[Data for review — start]

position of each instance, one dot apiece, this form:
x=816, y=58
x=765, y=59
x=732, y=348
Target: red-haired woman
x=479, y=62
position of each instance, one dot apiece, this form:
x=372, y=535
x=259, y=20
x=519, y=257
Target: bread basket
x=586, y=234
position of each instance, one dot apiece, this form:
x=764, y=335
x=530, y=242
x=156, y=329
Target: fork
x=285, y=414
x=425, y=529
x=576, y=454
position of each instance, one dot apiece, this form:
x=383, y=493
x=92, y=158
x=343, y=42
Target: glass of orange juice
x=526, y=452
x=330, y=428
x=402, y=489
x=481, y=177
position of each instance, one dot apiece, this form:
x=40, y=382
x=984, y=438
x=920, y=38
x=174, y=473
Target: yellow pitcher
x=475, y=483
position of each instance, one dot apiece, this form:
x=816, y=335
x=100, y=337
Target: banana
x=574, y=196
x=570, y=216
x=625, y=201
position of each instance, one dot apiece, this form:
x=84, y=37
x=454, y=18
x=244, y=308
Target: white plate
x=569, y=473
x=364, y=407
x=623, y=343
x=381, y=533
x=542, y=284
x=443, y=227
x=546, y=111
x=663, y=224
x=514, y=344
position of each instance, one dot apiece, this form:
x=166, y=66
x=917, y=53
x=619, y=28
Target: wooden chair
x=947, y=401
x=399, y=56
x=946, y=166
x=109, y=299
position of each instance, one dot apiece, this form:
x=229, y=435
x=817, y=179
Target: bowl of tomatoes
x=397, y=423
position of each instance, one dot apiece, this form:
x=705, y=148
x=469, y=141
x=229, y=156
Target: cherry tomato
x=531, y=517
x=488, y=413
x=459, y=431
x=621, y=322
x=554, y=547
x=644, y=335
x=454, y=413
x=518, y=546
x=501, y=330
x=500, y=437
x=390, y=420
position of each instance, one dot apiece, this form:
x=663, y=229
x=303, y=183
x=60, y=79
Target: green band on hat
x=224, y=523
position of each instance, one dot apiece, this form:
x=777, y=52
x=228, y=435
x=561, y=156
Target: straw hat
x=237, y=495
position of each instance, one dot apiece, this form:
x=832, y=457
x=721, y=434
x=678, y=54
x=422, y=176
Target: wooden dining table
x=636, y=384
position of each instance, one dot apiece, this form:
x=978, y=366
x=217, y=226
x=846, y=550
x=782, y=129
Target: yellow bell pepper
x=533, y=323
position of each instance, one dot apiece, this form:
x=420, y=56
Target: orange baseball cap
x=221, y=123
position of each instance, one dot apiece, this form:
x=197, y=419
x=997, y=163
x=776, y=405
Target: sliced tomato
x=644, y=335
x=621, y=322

[Data for review — finish]

# Action item
Scan the listing above for the line that has "x=917, y=53", then copy exactly from that line through the line that has "x=229, y=156".

# Your solution
x=917, y=53
x=619, y=28
Target: wooden chair
x=947, y=401
x=399, y=56
x=946, y=166
x=109, y=299
position of each instance, one dot apiece, this form:
x=229, y=435
x=817, y=179
Target: bowl of tomatoes
x=397, y=423
position of each instance, one dot apiece, this form:
x=705, y=148
x=469, y=141
x=229, y=156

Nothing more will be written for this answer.